◆ **Source document**:
• • • •
Ron Haeberle, an army photographer, had only just started his tour of duty when he was sent to Song My. Although not believing what he saw he continued to take photos during the morning. After the massacre he handed in 40 black and white pictures to the military but kept 18 in colour. It was those pictures which were to make the written reports even more potent.

Wisely, for self-preservation reasons, Haeberle didn’t release those pictures until he had returned from Vietnam – war zones are very easy places to get yourself killed. Even though the extent of the furore after the release of his photographs was worldwide, to the best of my knowledge none of the other pictures he took that spring morning have ever been made public. However, it’s difficult to believe that any other pictures would tell us much more about what happened. The suppression, or destruction of his other pictures only goes to demonstrate the lack of openness of governments when caught out doing the direct opposite to what they say. (Most of the pictures on this page are from among those Haeberle kept to himself for the best part of 18 months.)

The Report of the Peers investigation set up when the news of the massacre was too widespread to be ignored seemed to give the impression that this was a ‘one off’, an aberration and not a matter of policy. However, the widespread deployment of ‘search and destroy’ missions, the ‘Strategic Hamlet Programme’ – whereby villagers were gathered together in virtual concentration camps in order to make contact between the ordinary peasants and the guerrillas that much more difficult – and the designation of huge swathes of the country as being ‘free fire zones’ meant that the lives of the Vietnamese people held no value in the minds of the occupation forces.

Atrocities carried out by the Americans and the South Vietnamese Army were not new, only the scale was different. Eighteen months before My Lai the Democratic Republic of Vietnam had produced a pamphlet, with photographs, of examples of war crimes committed by US troops and at about the time of the My Lai Massacre they produced evidence (presented to Bertrand Russell International Tribunal) claiming genocide on the part of the Americans. There’s no significant difference between the pictures in these pamphlets from those of Haeberle taken in March 1968.

After all the fuss, all the publicity, all the demonstrations on the streets throughout the world, all the words spoken, all the investigations carried out, all the crocodile tears of politicians, no one was held accountable for what happened at Song My/My Lai. A junior officer (Calley) was chosen as a scapegoat (which doesn’t mean him any less culpable) and found guilty but later given a Presidential pardon by Richard Nixon. The Peers investigation report was even told not to refer to it as a massacre and described it as an ‘incident’. Ultimately no one was held responsible.

And nothing has really changed in the policies of the American nor any other country that considers it has the right to enter in the internal affairs of another country. My Lai wasn’t the first of such massacres, neither was it the last.

For a period after defeat in Vietnam the US ‘sub-contracted’ the killing of innocent villagers, although really the concept of ‘innocence’ seems now to have been lost. In Latin America the fascist, right-wing murder squads ran amok throughout the 70s and 80s from Mexico down to the Tierra del Fuego. If these killers needed training they received that at the ‘anti-communist insurgency’ School of the Americas at Fort Benning. To keep their eye in the US invaded Granada and Panama, on both occasions civilians got in the way.
• • • •
◆ **Dataset content**:
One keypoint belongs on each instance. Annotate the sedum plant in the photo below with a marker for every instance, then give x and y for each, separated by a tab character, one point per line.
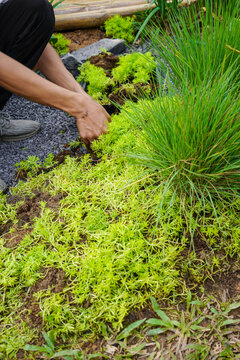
• • • •
◆ **Tasks**:
1/ According to the text on the My Lai massacre, how many color pictures did Haeberle keep rather than hand in to the military?
2/ Repeat the stretch of the My Lai text from "After all the" through "was held responsible.", switching "scapegoat" to "fall guy".

◆ **Complete answers**:
1/ He kept 18 color pictures.

2/
After all the fuss, all the publicity, all the demonstrations on the streets throughout the world, all the words spoken, all the investigations carried out, all the crocodile tears of politicians, no one was held accountable for what happened at Song My/My Lai. A junior officer (Calley) was chosen as a fall guy (which doesn’t mean him any less culpable) and found guilty but later given a Presidential pardon by Richard Nixon. The Peers investigation report was even told not to refer to it as a massacre and described it as an ‘incident’. Ultimately no one was held responsible.